::: TASK DATA :::

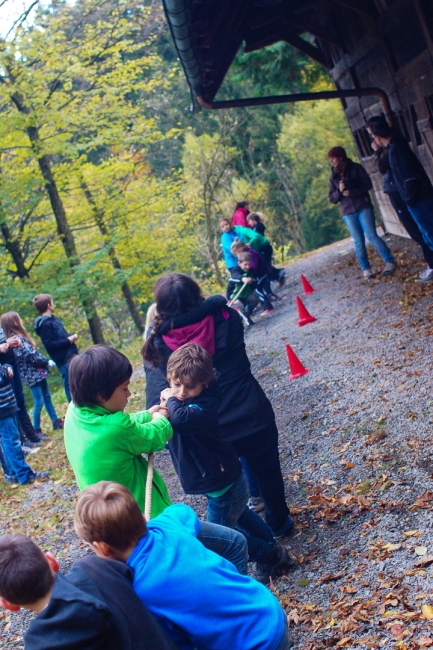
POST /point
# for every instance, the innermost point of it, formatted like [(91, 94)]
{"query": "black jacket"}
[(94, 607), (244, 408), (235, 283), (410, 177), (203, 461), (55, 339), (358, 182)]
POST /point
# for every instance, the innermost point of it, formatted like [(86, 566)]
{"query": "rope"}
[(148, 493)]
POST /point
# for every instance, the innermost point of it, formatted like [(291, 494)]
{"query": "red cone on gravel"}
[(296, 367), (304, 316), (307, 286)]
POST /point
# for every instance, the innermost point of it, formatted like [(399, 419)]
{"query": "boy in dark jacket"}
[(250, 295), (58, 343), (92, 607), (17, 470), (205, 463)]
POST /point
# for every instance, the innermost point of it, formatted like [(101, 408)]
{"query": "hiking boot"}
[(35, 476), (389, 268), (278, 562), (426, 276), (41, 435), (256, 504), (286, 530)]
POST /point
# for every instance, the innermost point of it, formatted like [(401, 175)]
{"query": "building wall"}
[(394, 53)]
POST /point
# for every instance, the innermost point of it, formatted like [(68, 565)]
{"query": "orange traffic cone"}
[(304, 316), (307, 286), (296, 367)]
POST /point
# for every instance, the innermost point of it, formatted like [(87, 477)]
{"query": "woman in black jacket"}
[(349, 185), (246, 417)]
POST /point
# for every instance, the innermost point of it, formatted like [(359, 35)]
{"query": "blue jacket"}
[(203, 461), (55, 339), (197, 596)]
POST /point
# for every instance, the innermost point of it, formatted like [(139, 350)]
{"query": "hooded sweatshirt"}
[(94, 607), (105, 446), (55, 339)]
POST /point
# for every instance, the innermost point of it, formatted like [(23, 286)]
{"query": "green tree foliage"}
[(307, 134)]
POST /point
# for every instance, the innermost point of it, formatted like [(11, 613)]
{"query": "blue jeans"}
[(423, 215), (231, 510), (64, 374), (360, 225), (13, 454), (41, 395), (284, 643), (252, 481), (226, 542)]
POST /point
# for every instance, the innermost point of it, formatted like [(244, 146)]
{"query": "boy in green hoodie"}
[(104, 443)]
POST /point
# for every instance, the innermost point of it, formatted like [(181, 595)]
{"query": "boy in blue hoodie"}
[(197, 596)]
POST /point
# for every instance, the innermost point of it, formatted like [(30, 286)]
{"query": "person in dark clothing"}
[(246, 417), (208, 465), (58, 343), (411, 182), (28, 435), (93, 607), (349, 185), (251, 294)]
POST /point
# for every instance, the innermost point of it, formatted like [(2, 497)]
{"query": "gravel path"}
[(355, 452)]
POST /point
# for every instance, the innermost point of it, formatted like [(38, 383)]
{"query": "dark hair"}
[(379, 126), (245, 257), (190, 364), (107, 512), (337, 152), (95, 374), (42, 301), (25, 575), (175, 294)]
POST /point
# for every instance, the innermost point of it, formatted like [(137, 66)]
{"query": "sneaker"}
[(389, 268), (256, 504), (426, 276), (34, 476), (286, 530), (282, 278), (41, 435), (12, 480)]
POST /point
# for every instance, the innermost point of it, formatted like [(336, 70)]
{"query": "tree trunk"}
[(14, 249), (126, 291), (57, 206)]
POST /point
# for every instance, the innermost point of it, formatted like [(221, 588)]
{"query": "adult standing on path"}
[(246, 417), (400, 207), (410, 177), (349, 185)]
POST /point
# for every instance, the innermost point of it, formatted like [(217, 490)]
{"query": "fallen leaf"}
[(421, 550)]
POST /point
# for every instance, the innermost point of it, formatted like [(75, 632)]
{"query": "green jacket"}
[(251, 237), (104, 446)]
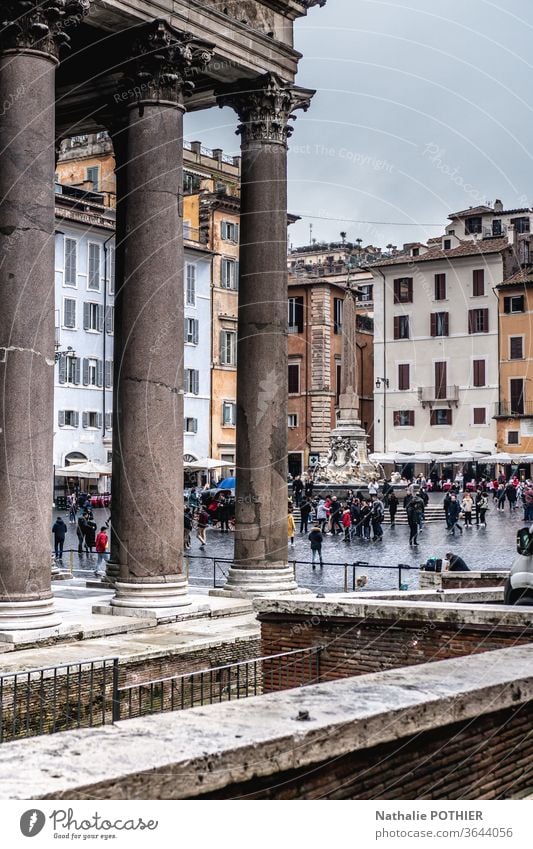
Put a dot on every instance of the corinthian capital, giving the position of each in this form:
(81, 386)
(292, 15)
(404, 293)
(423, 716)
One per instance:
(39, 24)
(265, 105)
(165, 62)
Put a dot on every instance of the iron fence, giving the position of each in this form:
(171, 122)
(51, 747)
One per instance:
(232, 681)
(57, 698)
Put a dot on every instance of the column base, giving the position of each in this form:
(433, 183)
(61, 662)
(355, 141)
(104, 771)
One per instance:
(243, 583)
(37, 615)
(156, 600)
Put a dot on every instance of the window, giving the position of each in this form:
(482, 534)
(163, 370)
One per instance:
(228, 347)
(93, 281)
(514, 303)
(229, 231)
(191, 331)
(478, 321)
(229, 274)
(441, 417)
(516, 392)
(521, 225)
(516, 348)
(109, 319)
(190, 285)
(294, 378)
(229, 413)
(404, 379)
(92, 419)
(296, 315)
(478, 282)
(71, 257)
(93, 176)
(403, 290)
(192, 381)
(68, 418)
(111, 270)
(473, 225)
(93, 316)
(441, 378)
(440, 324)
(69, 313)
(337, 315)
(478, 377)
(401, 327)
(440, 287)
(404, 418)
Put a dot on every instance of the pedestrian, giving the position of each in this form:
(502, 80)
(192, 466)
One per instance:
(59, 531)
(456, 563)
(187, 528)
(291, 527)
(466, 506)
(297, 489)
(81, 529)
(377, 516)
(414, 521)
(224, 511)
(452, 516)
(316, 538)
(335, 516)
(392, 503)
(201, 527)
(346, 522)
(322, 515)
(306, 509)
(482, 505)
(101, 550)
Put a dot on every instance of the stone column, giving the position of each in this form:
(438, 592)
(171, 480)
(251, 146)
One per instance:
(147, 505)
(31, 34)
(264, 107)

:::
::: TASK DATA :::

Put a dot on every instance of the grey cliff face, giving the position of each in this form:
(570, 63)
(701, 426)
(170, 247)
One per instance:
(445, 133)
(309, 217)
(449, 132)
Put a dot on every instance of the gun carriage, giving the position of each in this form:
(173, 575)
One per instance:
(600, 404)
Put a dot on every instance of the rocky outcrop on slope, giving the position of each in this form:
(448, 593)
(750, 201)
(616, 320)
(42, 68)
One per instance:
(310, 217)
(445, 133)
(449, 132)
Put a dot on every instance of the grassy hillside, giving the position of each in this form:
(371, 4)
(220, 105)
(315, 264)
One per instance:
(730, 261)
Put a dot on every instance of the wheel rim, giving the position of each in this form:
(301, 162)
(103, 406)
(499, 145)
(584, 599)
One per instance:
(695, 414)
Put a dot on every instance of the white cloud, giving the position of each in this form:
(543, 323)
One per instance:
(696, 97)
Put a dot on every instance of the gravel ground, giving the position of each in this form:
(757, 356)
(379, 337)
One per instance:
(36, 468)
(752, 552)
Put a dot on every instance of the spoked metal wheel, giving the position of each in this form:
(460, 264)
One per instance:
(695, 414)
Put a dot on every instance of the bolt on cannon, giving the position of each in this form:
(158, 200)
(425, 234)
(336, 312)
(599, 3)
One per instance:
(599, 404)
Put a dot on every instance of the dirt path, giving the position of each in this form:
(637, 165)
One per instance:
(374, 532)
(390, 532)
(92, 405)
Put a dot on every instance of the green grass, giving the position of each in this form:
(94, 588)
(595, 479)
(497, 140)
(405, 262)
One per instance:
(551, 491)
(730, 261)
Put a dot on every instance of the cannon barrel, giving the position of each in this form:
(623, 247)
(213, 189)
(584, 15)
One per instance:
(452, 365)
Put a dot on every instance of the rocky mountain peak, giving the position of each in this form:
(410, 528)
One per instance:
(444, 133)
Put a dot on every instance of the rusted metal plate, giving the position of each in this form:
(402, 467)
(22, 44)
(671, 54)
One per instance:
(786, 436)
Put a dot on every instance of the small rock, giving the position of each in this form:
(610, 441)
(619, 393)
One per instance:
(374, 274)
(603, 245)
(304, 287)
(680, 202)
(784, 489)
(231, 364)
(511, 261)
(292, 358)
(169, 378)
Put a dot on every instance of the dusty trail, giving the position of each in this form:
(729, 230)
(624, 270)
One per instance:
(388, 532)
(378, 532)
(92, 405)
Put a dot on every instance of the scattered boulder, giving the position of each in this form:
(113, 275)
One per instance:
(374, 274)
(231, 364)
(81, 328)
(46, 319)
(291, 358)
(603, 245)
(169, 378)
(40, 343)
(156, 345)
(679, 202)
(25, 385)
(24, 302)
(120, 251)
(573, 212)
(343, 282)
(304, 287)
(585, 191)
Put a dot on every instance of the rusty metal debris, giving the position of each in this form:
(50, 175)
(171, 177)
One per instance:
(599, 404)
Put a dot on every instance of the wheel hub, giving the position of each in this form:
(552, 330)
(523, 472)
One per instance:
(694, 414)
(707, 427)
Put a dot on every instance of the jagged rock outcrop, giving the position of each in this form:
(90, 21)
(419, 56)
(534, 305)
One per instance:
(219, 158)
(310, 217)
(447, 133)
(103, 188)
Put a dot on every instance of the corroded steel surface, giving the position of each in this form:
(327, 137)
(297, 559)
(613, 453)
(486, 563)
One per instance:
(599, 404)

:::

Retrieve each line of the data in which the word "outcrop" can be found.

EXERCISE OUTPUT
Put a dot on every instance of the rocky outcrop on slope, giving the position of each in this form:
Put a dot on every instance of the jagged rock outcrop, giving the position of each in this form:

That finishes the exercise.